Supplied text start

Introduction Building an efficient investment portfolio requires more than just selecting a mix of...
From Benchmark to Reality
How to Define a Fair Year-End Performance Expectation for Your Investment Advisor
In the previous article, we discussed how to build fair benchmarks and adjust for currency and inflation. That framework is essential for long-term analysis.
This article takes a different perspective. Instead of asking what should happen over decades, we ask a simpler question:
At the end of a specific year, how can I objectively evaluate whether my investment advisor delivered what was reasonable given market conditions?
This approach has one major advantage: At year end, the facts are known.
- Asset class returns are known.
- Sector returns are known.
- Currency movements are known.
- ETF proxies are observable and investable.
The following approach outlines the steps required to evaluate the performance:
Step 1. Define the Portfolio Structure & Constraints map
Before we look at any returns, we need to translate the mandate into clear, testable constraints. These constraints define what the advisor was allowed to do and, by extension, what a “fair” comparison should look like.
Base currency (e.g. CHF). This is the reference currency for reporting and evaluation. In practice, it is the currency the investor ultimately cares about. It also determines how we treat foreign holdings: even if an ETF is priced in USD or EUR, performance must be interpreted through a CHF lens (either via actual FX moves or via hedged share classes, depending on what the mandate permits).
Other key constraints typically embedded in a mandate
- Asset-class limits: minimum/maximum allocations to equities, bonds, real estate, and alternatives.
- Geographic limits: where equity exposure may come from (e.g., US, Europe, Switzerland) and whether home bias is required or capped.
- Sector tilts (if explicitly permitted): e.g., “US tech tilt” or “global healthcare tilt” should be treated as intentional, measurable deviations from a broad equity sleeve, not as incidental outcomes.
- Implementation constraints: whether exposures must be unhedged/hedged, use of ETFs vs active funds, liquidity limits, concentration limits etc.

Supplied text end

Stated problem:
Print the passage of the article on evaluating an investment advisor's year-end performance from "- ETF proxies" up to and including "should look like.", word for word. The material that comes next plays no part in this work.

Dataset extract start

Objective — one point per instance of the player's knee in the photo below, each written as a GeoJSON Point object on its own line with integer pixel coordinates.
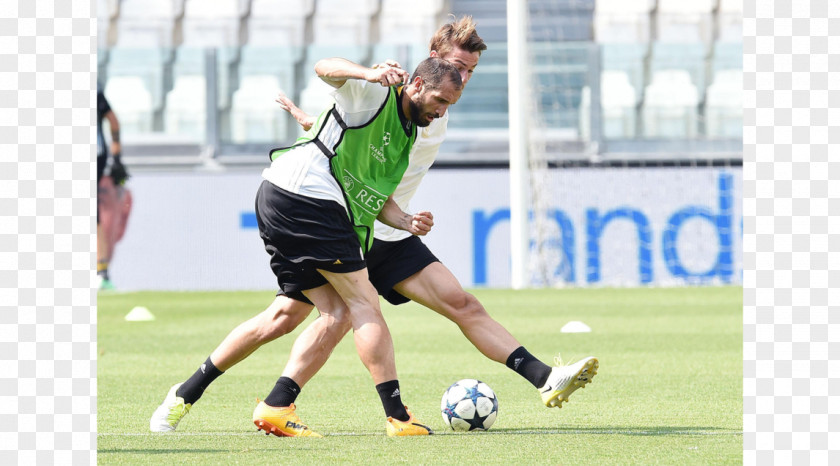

Dataset extract end

The answer:
- ETF proxies are observable and investable.
The following approach outlines the steps required to evaluate the performance:
Step 1. Define the Portfolio Structure & Constraints map
Before we look at any returns, we need to translate the mandate into clear, testable constraints. These constraints define what the advisor was allowed to do and, by extension, what a “fair” comparison should look like.